--- Begin DATASET CONTENT ---

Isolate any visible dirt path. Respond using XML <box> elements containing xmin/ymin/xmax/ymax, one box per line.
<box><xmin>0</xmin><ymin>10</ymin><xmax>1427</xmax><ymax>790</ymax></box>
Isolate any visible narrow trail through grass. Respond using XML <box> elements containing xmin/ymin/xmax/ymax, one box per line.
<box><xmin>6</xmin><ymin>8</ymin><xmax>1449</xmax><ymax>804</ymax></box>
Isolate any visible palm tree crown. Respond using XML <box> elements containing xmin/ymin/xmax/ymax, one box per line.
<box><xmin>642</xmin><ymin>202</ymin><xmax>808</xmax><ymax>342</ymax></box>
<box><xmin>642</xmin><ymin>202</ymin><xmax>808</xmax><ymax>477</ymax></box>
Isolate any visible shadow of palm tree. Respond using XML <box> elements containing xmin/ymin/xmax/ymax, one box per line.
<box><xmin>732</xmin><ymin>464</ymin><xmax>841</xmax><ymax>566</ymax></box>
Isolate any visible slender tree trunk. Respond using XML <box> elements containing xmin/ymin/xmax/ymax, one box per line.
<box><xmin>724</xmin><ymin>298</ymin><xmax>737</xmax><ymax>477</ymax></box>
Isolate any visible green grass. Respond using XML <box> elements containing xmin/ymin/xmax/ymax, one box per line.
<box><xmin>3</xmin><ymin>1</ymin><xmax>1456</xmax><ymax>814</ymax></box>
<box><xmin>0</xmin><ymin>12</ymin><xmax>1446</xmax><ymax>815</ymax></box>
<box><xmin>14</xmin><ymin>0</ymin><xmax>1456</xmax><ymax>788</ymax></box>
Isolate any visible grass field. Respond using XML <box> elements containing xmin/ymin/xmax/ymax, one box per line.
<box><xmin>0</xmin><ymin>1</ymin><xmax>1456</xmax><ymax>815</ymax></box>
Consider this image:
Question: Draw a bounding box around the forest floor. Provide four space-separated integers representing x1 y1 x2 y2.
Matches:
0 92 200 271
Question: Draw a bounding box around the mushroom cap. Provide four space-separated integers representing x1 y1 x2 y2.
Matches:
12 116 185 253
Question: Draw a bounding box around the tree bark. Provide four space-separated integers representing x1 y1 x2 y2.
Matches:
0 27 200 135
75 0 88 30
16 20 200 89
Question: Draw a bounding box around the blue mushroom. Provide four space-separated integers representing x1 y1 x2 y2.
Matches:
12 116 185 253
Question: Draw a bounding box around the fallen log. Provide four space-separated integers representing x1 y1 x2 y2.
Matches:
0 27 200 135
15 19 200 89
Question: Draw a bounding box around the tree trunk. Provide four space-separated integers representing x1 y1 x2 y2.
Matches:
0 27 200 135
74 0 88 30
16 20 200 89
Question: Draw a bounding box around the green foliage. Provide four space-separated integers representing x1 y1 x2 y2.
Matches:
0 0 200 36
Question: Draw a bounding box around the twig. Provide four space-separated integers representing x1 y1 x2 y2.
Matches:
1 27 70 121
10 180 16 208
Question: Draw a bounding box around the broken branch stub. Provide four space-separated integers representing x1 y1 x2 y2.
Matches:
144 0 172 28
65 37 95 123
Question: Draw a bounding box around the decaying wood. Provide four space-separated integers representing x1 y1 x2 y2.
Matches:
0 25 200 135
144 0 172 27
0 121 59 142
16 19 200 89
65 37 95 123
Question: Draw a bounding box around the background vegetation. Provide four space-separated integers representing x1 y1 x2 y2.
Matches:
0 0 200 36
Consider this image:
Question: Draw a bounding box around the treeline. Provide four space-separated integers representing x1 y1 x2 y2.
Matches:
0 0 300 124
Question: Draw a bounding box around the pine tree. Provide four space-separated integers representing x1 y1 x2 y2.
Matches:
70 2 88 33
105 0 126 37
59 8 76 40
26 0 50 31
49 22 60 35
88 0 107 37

--- End DATASET CONTENT ---

**INSTRUCTIONS FOR THE TASK:** Reproduce the lines exactly, starting with the line that contains "Isolate any visible narrow" and going on through the line that contains "15 19 200 89".

**SOLVED PROBLEM:**
Isolate any visible narrow trail through grass. Respond using XML <box> elements containing xmin/ymin/xmax/ymax, one box per line.
<box><xmin>6</xmin><ymin>8</ymin><xmax>1449</xmax><ymax>804</ymax></box>
Isolate any visible palm tree crown. Respond using XML <box> elements containing xmin/ymin/xmax/ymax, one box per line.
<box><xmin>642</xmin><ymin>202</ymin><xmax>808</xmax><ymax>342</ymax></box>
<box><xmin>642</xmin><ymin>202</ymin><xmax>808</xmax><ymax>477</ymax></box>
Isolate any visible shadow of palm tree. Respond using XML <box> elements containing xmin/ymin/xmax/ymax, one box per line.
<box><xmin>732</xmin><ymin>464</ymin><xmax>841</xmax><ymax>566</ymax></box>
Isolate any visible slender tree trunk. Respond using XML <box> elements containing xmin/ymin/xmax/ymax, one box per line.
<box><xmin>724</xmin><ymin>298</ymin><xmax>737</xmax><ymax>477</ymax></box>
Isolate any visible green grass. Respond using XML <box> elements containing xmin/ymin/xmax/ymax, one box per line.
<box><xmin>3</xmin><ymin>1</ymin><xmax>1456</xmax><ymax>814</ymax></box>
<box><xmin>0</xmin><ymin>12</ymin><xmax>1446</xmax><ymax>815</ymax></box>
<box><xmin>14</xmin><ymin>0</ymin><xmax>1456</xmax><ymax>788</ymax></box>
Isolate any visible grass field. Respond using XML <box> elements containing xmin/ymin/xmax/ymax, one box per line.
<box><xmin>0</xmin><ymin>1</ymin><xmax>1456</xmax><ymax>815</ymax></box>
Consider this image:
Question: Draw a bounding box around the forest floor. Provide four space-separated integers representing x1 y1 x2 y2.
Matches:
0 92 200 271
Question: Draw a bounding box around the mushroom cap. Provide four space-separated integers representing x1 y1 x2 y2.
Matches:
12 116 185 253
Question: Draw a bounding box around the tree bark. Provide four space-separated integers representing x1 y1 x2 y2.
Matches:
0 27 200 135
75 0 88 30
16 20 200 89
Question: Draw a bounding box around the blue mushroom. Provide four space-separated integers representing x1 y1 x2 y2.
Matches:
12 116 185 253
Question: Draw a bounding box around the fallen log. Provide four space-separated integers representing x1 y1 x2 y2.
Matches:
0 27 200 135
15 19 200 89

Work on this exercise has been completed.